[Activity]
Find the line with "terracotta pot rim" in the entries below, then reproduce it and every line after it down to and including the line with "Reviewer note: verify that every instance of the trailing", exactly.

[Supplied information]

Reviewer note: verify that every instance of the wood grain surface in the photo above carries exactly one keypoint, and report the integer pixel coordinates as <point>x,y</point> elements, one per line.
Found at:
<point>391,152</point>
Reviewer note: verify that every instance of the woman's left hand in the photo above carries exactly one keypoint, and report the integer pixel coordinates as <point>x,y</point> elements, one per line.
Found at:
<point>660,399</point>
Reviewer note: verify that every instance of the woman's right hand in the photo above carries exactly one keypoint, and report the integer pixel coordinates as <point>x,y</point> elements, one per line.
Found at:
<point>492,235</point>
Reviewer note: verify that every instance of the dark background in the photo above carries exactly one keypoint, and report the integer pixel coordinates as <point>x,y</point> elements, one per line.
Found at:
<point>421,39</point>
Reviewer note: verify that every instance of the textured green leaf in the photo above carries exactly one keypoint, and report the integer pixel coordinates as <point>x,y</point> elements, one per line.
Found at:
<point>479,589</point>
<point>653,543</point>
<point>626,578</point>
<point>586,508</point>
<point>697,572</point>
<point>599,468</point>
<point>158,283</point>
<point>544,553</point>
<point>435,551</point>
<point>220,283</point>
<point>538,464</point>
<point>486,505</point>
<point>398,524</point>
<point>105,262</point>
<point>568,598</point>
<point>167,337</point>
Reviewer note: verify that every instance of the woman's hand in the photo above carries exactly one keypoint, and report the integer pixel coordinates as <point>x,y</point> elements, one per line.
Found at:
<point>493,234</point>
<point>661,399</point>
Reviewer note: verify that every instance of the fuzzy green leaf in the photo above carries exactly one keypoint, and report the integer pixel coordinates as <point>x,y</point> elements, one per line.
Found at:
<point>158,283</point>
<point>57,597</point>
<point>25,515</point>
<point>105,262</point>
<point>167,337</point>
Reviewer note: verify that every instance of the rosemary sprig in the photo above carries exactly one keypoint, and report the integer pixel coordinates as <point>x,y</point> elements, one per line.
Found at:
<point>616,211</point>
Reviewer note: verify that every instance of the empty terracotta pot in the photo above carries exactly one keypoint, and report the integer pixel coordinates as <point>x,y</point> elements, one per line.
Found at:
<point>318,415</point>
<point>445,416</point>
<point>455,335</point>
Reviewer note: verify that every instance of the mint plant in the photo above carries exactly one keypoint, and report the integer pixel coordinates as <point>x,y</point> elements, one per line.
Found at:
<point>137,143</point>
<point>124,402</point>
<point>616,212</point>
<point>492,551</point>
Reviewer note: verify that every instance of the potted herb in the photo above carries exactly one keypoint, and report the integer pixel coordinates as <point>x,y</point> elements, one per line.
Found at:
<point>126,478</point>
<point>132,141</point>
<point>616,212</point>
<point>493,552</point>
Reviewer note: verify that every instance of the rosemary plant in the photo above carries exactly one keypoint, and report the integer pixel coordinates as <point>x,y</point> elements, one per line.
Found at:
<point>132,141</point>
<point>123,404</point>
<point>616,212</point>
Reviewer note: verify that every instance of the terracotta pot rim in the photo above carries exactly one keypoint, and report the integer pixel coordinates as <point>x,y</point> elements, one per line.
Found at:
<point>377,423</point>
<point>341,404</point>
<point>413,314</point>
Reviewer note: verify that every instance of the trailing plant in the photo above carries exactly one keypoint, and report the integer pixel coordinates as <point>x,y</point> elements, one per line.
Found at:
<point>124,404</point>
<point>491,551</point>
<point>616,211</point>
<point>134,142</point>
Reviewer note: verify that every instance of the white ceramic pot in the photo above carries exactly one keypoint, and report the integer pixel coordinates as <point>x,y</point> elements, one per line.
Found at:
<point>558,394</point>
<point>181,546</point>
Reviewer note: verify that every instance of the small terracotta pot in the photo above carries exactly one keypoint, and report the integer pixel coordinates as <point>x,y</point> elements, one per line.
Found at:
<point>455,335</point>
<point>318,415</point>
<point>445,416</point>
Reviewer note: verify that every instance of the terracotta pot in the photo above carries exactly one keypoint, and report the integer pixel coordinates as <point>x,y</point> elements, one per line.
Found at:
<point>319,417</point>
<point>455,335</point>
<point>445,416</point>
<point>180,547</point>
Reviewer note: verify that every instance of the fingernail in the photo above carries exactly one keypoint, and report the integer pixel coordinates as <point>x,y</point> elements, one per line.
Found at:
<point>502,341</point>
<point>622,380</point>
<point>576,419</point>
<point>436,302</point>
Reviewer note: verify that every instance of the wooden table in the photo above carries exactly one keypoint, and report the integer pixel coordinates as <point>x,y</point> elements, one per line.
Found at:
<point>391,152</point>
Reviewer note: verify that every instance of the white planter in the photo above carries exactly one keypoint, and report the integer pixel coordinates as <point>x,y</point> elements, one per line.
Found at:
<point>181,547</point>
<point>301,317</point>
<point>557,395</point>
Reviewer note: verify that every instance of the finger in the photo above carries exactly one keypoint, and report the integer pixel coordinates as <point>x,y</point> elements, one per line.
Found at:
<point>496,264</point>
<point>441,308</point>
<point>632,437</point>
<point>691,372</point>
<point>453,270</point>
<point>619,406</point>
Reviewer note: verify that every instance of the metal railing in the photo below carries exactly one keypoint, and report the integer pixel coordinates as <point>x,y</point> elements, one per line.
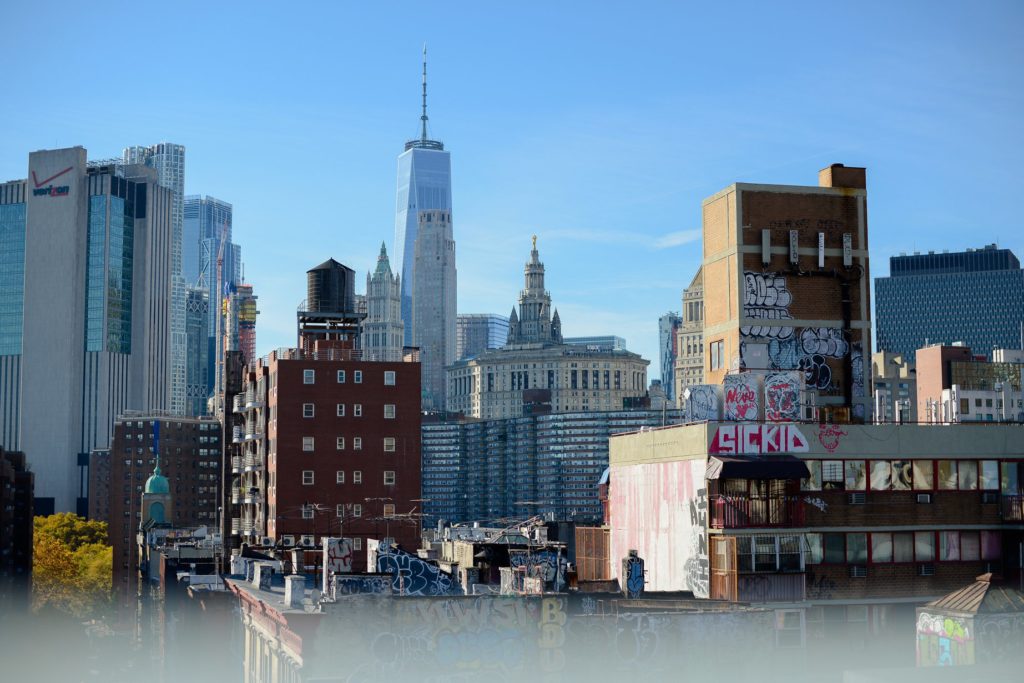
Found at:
<point>1013,508</point>
<point>744,512</point>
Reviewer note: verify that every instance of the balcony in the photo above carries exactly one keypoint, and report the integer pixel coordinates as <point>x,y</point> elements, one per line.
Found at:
<point>1012,508</point>
<point>745,512</point>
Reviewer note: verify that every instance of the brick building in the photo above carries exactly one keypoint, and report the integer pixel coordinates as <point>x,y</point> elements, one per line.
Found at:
<point>336,451</point>
<point>850,526</point>
<point>785,284</point>
<point>16,487</point>
<point>189,452</point>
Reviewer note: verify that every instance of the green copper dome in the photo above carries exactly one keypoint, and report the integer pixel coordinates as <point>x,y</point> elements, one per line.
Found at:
<point>157,483</point>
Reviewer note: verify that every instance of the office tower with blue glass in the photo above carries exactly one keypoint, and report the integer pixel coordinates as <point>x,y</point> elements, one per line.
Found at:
<point>207,236</point>
<point>169,162</point>
<point>86,268</point>
<point>975,297</point>
<point>424,184</point>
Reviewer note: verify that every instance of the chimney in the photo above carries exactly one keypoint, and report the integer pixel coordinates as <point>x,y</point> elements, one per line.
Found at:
<point>837,175</point>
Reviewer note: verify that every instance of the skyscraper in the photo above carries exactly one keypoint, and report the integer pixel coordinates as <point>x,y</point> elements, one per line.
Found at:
<point>476,333</point>
<point>382,335</point>
<point>434,303</point>
<point>169,161</point>
<point>424,184</point>
<point>85,335</point>
<point>975,297</point>
<point>207,239</point>
<point>668,329</point>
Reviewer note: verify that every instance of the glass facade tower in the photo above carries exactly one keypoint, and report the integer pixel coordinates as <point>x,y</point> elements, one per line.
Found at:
<point>975,297</point>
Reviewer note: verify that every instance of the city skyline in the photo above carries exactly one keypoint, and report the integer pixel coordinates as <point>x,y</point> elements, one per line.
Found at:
<point>607,167</point>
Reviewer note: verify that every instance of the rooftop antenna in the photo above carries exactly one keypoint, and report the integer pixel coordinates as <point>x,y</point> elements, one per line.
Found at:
<point>423,117</point>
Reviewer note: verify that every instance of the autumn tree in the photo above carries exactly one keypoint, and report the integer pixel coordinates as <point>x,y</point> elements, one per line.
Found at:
<point>72,564</point>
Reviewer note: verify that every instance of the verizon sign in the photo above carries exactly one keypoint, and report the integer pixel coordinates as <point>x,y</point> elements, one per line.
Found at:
<point>757,440</point>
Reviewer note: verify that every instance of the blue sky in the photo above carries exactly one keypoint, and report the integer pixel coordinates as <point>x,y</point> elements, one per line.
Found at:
<point>598,126</point>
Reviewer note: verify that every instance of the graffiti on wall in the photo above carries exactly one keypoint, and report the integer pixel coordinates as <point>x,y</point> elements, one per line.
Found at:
<point>944,640</point>
<point>702,402</point>
<point>782,396</point>
<point>698,565</point>
<point>741,397</point>
<point>807,349</point>
<point>757,439</point>
<point>766,298</point>
<point>411,575</point>
<point>633,571</point>
<point>545,564</point>
<point>662,511</point>
<point>361,585</point>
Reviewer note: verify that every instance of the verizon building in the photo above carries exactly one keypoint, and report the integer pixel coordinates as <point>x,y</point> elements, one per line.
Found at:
<point>84,312</point>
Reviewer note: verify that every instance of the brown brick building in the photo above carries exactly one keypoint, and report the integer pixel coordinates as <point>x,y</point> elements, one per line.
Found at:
<point>785,274</point>
<point>335,452</point>
<point>189,457</point>
<point>16,488</point>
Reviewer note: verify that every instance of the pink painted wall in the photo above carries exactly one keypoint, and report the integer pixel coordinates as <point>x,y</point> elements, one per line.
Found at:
<point>660,510</point>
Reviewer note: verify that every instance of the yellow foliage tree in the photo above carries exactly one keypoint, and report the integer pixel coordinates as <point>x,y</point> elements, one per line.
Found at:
<point>72,565</point>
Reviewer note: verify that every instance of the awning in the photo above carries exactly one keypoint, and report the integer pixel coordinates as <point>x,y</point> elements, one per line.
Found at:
<point>776,467</point>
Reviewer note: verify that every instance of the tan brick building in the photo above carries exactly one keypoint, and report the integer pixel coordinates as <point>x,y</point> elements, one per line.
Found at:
<point>785,275</point>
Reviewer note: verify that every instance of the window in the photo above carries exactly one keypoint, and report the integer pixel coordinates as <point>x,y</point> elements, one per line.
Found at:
<point>832,474</point>
<point>924,546</point>
<point>813,482</point>
<point>989,479</point>
<point>947,474</point>
<point>903,547</point>
<point>924,474</point>
<point>716,350</point>
<point>856,478</point>
<point>834,548</point>
<point>856,548</point>
<point>967,471</point>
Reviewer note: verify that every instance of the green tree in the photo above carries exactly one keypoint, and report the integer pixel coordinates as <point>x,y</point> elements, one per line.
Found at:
<point>72,565</point>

[Problem solution]
Reviewer note: verify that every instance of the terracotta pot rim in the photo above carries exactly one keypoint, and report the integer pixel coordinates as <point>x,y</point> elements, one per line.
Found at:
<point>377,423</point>
<point>341,404</point>
<point>413,314</point>
Reviewer note: verify that every instance of the trailing plant in the photo above carries exactly one keypoint, and report the integer pixel coordinates as <point>x,y</point> elements, one per line.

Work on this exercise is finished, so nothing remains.